Please reproduce the entries below exactly, omitting any images they contain.

Records from a data collection
■ ■ ■ ■ ■

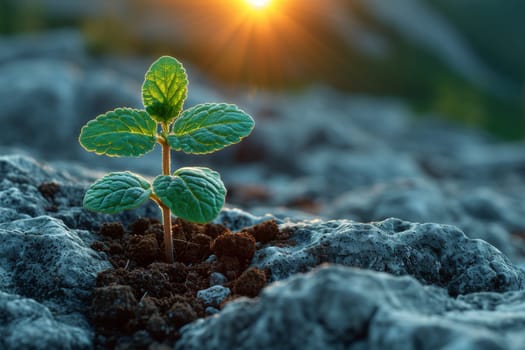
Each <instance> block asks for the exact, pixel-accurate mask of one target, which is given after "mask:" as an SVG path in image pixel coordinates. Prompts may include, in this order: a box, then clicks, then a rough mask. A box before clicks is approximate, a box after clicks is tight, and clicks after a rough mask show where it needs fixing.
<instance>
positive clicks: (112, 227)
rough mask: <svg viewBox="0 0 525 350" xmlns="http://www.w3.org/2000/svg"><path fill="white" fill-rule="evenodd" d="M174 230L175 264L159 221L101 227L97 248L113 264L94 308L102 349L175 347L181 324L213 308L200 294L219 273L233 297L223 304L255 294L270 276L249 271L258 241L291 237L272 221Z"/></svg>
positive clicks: (267, 242) (108, 270)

■ ■ ■ ■ ■

__EXERCISE RESULT__.
Each <instance> block asks for the exact, pixel-accurate mask of one target, which is given after "mask:" as an SVG path in image pixel coordinates. Prompts may include, in this order: a box, then clicks, then a rough mask. A box before clicks is approximate, a box after clicks is tight, and clicks after a rough mask show where it needs fixing.
<instance>
positive clicks: (112, 227)
rough mask: <svg viewBox="0 0 525 350" xmlns="http://www.w3.org/2000/svg"><path fill="white" fill-rule="evenodd" d="M174 230L175 264L159 221L101 227L97 248L113 264L94 308L102 349L175 347L181 324L213 308L200 294L219 273L233 297L223 304L255 294L270 276L249 271L258 241L291 237L272 221Z"/></svg>
positive clicks: (267, 242) (108, 270)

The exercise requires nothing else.